[[ TEXT SECTION open ]]
It has always surprised me how many places in New Hampshire are named “rattlesnake.”

There’s Rattlesnake Hill in Concord, of course – home to Swenson Granite – and boaters know Rattlesnake Island in Lake Winnipesaukee, but there are also five other Rattlesnake Hills scattered here and there, four Rattlesnake Mountains plus an Upper Rattlesnake Mountain, a Rattlesnake Pond, a Rattlesnake Cove and even Rattlesnake Trail, which should scare away hikers from the flatlands.

These names surprise me because we barely have any rattlesnakes. It’s as if Arizona had a bunch of locations called “lobster.”

Our only native rattlesnake is the timber rattler, a shy species categorized as critically imperiled. So few of them exist here that state biologists keep the location of any dens secret to protect them from collectors.

But it turns out that this was not always the case, as I learned from Robert Goodby, a professor at Franklin Pierce University who led two summers of fieldwork at a pre-Contact site along the Connecticut River, west of Keene, that had been occupied seasonally for thousands of years.

Goodby, a professor of anthropology at FPU, says they found something else amid the pottery, stone tools and other items typical of Abenaki sites at this site, which was excavated more than a decade ago. The site on Wantastiquet Mountain overlooked the river and had long been eroding away because of changes caused by the Vernon Dam. Most of it had already fallen into the river, Goodby says, which complicates analysis; it has since entirely washed away.

“We started noticing pretty soon that we were finding a fair number of burnt bone fragments. There were the usual bones – turtle, deer – but there were also these small vertebrae,” said Goodby. After consultation with a zoologist and herpetologist, they were pegged as snake backbones, lots of snake backbones.

“After counting vertebrae there was one water snake, one garter snake, some black rat snakes, one northern copperhead – rare in this part of New England – and the remaining 20 were timber rattlesnakes,” he said.

All the bones had been burnt, which is why they were preserved so well, so the question is: What was going on?

Some of the snakes were probably cooked for food, says Goodby, but the paper will describe evidence that some, particularly the venomous snakes, was used for ritual activities.
[[ TEXT SECTION closed ]]
▸ WHAT THIS EXERCISE ASKS:
a: In the rattlesnake article, repeat word for word the passage starting with "These names surprise" and going on through "them from collectors.".
b: Mark each statement about the rattlesnake article yes or no, and quote the words from the article that settle it: (i) The site on Wantastiquet Mountain has since washed away completely. (ii) The northern copperhead is common in this part of New England. (iii) State biologists make the locations of timber rattlesnake dens public.
c: Carry the rattlesnake article on past its last sentence.
The records that come next are from a different source.
[[ SOURCE DATA open ]]
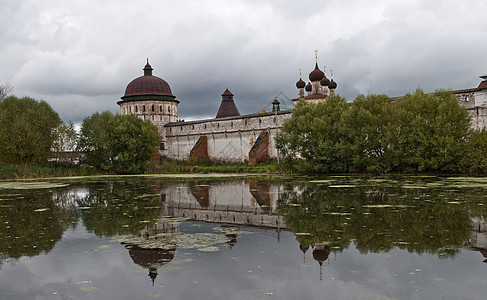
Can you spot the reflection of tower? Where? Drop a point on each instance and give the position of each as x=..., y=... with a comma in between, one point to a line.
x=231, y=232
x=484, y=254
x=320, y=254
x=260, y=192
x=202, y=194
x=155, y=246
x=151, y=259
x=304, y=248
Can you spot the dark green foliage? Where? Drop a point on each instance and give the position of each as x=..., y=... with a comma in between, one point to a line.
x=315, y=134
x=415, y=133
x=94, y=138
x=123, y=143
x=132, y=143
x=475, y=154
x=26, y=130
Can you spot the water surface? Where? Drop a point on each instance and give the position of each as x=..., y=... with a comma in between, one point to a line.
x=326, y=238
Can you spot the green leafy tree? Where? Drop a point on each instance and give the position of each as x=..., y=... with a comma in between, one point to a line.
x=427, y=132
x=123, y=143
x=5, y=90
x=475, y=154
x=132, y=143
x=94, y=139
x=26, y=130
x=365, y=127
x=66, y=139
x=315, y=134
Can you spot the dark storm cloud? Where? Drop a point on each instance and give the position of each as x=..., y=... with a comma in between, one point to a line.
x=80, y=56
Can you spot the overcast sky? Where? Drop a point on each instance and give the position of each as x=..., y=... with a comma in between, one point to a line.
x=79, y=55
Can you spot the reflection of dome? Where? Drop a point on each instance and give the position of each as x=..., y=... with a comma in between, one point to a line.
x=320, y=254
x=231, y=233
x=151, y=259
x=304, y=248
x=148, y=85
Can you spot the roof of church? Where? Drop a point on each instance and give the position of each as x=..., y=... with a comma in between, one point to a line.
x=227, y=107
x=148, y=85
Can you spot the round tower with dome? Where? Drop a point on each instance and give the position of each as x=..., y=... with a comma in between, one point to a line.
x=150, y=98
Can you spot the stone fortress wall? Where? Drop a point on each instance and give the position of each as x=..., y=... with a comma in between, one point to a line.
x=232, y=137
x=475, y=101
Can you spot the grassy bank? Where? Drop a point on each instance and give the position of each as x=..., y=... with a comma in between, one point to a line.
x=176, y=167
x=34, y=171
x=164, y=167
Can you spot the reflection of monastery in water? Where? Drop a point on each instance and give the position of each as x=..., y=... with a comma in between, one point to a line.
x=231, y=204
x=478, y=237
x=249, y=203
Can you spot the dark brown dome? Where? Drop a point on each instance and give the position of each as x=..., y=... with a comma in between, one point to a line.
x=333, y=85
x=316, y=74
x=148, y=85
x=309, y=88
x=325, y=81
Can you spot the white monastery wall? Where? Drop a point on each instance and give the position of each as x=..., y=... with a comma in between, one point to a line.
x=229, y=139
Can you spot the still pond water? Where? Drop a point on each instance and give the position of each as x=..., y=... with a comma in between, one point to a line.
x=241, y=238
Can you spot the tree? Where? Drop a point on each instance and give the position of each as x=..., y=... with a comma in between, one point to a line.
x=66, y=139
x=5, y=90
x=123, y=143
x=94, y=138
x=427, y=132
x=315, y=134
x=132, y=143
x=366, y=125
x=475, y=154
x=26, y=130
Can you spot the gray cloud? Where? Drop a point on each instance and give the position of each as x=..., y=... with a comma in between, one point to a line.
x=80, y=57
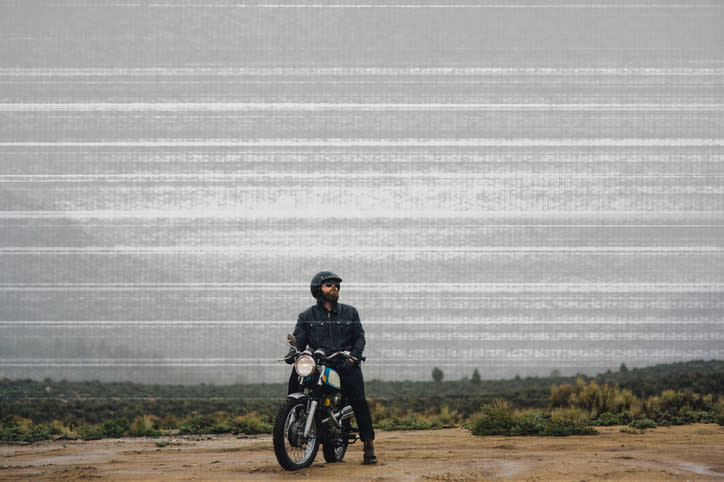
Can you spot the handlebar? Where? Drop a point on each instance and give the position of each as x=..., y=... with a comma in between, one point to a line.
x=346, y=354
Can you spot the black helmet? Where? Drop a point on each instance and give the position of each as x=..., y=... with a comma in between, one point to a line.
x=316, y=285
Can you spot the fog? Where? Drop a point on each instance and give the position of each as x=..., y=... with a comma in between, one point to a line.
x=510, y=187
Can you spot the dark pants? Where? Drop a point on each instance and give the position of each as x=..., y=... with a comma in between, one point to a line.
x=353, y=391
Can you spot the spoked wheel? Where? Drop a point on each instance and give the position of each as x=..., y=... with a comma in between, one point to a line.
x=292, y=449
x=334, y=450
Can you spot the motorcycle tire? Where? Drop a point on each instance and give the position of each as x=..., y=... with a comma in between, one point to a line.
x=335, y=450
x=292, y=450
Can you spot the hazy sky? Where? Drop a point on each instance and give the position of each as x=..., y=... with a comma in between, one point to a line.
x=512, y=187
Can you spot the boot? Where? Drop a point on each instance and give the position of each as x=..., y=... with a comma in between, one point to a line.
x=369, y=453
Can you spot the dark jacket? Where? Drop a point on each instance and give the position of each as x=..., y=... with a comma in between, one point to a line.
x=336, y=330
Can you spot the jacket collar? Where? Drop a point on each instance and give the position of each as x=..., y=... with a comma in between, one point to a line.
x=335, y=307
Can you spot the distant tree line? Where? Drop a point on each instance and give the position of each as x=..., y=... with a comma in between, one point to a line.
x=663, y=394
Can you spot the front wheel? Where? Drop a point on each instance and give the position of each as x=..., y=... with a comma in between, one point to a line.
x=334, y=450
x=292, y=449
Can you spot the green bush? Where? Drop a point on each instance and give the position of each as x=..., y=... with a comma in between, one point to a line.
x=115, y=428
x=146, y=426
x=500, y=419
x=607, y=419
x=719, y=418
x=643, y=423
[[ SOURCE DATA closed ]]
[[ SOURCE DATA open ]]
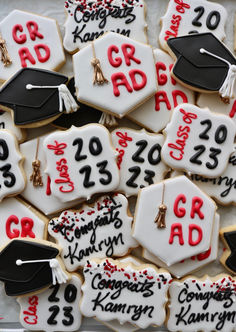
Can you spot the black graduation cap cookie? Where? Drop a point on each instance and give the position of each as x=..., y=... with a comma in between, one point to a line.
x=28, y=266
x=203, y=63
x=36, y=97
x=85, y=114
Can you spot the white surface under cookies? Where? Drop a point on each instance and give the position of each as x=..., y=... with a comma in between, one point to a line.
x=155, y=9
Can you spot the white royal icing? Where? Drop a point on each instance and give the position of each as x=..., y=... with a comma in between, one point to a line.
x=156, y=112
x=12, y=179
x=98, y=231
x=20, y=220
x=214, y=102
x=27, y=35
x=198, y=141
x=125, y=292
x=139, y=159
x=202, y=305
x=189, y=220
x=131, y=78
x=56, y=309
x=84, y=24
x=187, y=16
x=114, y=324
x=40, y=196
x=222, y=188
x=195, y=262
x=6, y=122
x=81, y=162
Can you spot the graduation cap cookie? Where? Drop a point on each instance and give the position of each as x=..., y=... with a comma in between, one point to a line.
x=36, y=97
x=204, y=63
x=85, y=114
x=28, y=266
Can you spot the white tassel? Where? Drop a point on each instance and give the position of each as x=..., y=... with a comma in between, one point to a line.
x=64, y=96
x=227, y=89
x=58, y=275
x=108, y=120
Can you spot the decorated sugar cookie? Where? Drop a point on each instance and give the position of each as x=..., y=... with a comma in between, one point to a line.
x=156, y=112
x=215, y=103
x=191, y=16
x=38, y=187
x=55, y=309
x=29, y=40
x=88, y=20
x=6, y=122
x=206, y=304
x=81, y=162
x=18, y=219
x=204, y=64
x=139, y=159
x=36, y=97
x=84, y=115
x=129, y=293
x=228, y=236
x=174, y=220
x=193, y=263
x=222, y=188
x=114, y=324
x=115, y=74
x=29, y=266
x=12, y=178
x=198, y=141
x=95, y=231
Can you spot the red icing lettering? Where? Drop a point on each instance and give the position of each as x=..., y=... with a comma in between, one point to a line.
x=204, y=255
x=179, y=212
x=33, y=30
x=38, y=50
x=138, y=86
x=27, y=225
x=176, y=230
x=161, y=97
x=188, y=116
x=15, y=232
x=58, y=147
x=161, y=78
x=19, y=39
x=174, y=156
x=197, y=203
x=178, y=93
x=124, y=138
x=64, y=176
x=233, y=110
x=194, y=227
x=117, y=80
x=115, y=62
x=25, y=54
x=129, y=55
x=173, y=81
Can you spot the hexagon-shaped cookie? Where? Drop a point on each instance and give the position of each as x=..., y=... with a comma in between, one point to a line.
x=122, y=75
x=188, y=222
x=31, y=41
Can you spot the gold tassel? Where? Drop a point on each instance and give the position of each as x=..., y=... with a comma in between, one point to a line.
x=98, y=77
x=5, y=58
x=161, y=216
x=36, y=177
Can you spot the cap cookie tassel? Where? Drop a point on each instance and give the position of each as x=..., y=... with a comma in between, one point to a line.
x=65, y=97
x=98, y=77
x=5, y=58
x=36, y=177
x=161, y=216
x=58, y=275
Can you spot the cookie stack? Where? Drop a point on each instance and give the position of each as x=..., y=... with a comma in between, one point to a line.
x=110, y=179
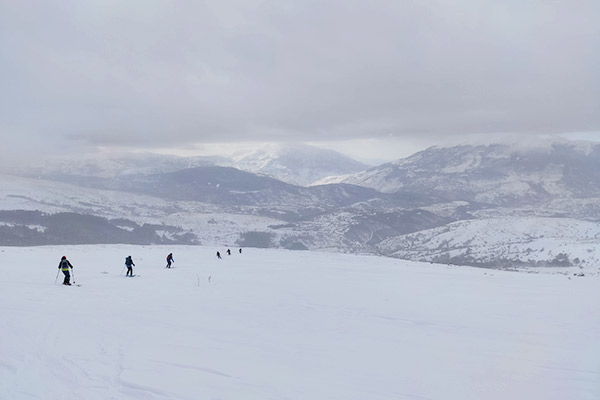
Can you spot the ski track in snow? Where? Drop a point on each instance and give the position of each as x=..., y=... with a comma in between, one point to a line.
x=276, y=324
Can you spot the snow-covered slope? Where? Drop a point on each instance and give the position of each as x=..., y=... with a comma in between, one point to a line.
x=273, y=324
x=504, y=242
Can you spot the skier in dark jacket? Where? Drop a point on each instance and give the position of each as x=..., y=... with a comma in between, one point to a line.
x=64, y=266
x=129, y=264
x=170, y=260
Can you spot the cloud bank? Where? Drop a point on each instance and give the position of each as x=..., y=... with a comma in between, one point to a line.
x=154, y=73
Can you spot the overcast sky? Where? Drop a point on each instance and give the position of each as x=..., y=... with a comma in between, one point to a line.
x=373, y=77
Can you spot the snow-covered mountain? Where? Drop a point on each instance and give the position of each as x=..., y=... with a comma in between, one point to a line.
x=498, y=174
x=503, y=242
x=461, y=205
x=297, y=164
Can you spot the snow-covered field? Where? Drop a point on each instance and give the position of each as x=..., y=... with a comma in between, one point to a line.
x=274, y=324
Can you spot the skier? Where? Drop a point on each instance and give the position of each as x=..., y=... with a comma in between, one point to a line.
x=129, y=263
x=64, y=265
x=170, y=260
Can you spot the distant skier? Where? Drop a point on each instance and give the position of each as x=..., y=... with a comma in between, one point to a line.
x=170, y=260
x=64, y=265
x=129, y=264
[[ SOURCE DATA closed ]]
[[ SOURCE DATA open ]]
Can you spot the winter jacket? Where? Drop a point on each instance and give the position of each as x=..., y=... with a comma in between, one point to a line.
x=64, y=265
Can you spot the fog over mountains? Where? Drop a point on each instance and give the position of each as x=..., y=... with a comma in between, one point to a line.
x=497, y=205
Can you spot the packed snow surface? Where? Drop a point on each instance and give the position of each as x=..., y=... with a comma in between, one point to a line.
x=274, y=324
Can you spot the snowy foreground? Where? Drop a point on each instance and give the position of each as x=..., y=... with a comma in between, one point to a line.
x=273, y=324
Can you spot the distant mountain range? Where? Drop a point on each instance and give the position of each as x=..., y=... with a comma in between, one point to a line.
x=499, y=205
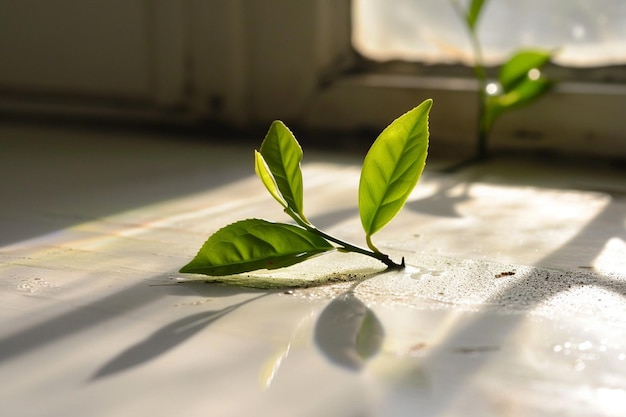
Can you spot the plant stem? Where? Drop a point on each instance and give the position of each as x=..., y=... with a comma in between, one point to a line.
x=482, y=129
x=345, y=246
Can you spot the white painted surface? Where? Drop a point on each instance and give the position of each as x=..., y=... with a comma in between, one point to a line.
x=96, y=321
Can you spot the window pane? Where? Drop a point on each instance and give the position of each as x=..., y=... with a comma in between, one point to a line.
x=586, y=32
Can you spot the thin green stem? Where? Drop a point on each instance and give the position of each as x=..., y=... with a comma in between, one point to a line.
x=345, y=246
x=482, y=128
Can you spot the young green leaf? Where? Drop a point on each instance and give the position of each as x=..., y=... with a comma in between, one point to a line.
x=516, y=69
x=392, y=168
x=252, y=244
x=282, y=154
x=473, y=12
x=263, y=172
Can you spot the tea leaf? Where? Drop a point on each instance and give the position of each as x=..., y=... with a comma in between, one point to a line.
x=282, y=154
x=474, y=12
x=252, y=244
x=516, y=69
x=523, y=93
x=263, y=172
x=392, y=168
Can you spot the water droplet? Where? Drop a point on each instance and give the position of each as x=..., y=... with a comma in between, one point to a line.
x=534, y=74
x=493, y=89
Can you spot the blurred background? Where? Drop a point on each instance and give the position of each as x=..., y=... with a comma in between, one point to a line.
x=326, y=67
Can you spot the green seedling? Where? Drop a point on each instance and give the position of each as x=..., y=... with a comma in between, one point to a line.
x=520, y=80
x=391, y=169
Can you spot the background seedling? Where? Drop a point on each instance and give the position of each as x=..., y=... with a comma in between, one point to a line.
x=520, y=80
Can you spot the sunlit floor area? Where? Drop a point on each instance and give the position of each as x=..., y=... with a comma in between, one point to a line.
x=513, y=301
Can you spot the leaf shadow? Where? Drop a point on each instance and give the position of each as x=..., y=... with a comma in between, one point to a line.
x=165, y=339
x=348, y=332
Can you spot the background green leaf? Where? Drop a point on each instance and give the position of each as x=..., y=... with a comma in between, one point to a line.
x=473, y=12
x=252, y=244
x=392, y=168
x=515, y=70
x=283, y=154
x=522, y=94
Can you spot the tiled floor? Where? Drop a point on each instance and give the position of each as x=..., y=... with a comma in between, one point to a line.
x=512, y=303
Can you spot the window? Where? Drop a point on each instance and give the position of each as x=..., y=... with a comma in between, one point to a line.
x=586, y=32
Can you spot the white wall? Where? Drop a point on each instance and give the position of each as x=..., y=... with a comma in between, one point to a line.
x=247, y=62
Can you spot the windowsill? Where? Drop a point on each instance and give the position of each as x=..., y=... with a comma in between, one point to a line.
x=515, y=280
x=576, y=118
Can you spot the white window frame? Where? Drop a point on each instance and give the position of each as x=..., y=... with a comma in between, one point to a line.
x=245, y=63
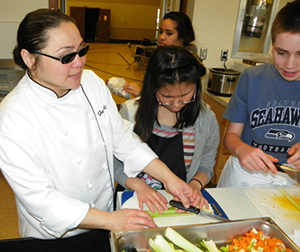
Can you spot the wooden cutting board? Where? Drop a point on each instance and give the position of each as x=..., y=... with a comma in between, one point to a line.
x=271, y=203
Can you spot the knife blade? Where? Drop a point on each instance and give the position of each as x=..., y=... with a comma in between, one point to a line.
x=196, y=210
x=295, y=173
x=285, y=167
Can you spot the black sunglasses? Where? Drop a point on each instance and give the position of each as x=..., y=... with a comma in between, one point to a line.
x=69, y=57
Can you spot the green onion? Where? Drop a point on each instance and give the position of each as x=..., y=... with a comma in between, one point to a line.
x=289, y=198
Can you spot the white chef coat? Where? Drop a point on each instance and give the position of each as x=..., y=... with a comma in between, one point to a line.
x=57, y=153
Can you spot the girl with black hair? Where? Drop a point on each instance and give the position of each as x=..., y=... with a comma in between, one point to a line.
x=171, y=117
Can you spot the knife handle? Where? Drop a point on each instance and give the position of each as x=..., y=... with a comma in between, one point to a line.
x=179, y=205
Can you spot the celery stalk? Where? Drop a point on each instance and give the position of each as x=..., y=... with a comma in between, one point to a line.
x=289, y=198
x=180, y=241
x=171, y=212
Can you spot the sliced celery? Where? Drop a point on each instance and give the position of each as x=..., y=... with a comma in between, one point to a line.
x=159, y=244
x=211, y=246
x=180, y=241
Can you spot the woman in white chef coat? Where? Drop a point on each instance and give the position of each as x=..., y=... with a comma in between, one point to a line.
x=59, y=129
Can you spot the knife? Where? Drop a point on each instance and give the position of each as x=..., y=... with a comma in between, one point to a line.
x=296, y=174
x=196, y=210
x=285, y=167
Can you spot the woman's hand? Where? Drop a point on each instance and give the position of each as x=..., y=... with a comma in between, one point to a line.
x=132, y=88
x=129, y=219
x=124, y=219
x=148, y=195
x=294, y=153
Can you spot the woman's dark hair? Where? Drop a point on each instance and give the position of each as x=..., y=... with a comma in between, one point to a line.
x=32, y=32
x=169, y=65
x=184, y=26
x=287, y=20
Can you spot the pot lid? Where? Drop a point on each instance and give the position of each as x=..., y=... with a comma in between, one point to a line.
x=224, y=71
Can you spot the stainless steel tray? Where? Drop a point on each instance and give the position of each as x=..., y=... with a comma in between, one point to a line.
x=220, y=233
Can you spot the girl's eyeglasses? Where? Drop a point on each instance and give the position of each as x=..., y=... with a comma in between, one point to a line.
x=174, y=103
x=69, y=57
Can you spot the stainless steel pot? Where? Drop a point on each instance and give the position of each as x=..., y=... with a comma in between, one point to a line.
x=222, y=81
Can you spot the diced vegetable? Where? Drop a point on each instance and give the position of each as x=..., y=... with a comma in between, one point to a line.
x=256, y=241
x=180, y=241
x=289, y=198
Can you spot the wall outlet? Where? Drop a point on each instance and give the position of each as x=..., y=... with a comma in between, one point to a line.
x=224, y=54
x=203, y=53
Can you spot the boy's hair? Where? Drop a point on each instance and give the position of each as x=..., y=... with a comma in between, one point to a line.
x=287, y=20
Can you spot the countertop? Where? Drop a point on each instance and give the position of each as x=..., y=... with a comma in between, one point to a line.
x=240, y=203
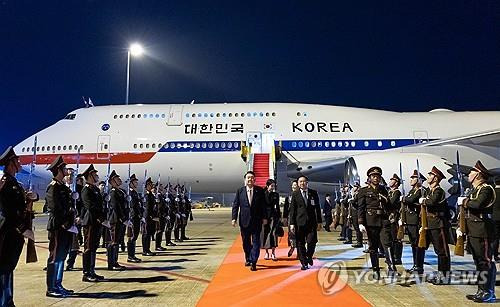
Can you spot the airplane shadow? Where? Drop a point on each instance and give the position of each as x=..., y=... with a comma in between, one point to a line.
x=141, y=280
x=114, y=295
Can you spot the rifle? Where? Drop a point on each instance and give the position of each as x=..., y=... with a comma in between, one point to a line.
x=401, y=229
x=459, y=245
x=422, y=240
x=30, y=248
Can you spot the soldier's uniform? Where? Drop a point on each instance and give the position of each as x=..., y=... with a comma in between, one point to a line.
[[ SOURCE DATA closed ]]
▸ RESPONSES TO THE EXERCISE:
a:
These names surprise me because we barely have any rattlesnakes. It’s as if Arizona had a bunch of locations called “lobster.”

Our only native rattlesnake is the timber rattler, a shy species categorized as critically imperiled. So few of them exist here that state biologists keep the location of any dens secret to protect them from collectors.

b:
(i) Yes: "it has since entirely washed away."
(ii) No: "one northern copperhead – rare in this part of New England"
(iii) No: "state biologists keep the location of any dens secret to protect them from collectors."

c:
“There is enough evidence rattlesnakes were used in rituals elsewhere … that it fits,” he said.

In fact, Goodby says, the snakes may have attracted the Abenaki to the area.

“If you look at the historic records, newspapers in late 1800s describe rattlensakes being hunted commercially on Wantastiquet because there are so many of them,” he said. “If you’re thinking of them as sacred animals, sacred food, that would make sense why they (Abenaki) were here.”

Three of the species – rattler, copperhead, rat snake – they den together in the winter. They fall into the same cavities and hang out in a big pile,” Goodby said. “That’s evidence that this was a warm weather site, maybe they’d arrive in spring when (the snakes) were coming out, leave in fall, when they were going back in.”

Like many modern New Hampshire residents I have only the vaguest idea of who lived here before Europeans. Aside from a couple places like the Amoskeag Falls, I don’t know of any pre-Contact sites.

Goodby says the Wantastiquet site was valuable for anthropologists because, like Amoskeag, it had “good stratigraphy.”

“You could excavate down through layers and see what has changed. Usually it all has been compressed into the top 30, 40 centimeters of soil. Stratigraphy is really important,” he said.

The most recent material found from about 600 to 700 years ago, and the oldest was perhaps 6,000 years ago. Glaciers retreated from here about 15,000 years ago but massive meltwater lakes were formed as they retreated, trapped by ice or glacial debris, and lasted centuries or millennia before draining out and forming the Connecticut River Valley.

Goodby says the two FPU field sessions collected about eight boxes of material. It is stored at the university in Rindge and will eventually be moved to the Division of Historical Resources in Concord, since the site was on state-owned land. There it can add to our slim but growing understanding of how people lived in New Hampshire long before it was New Hampshire.

“What we found at the site offers new evidence linking snakes to their spiritual world, and it gives us a better sense of their worldview,” he said.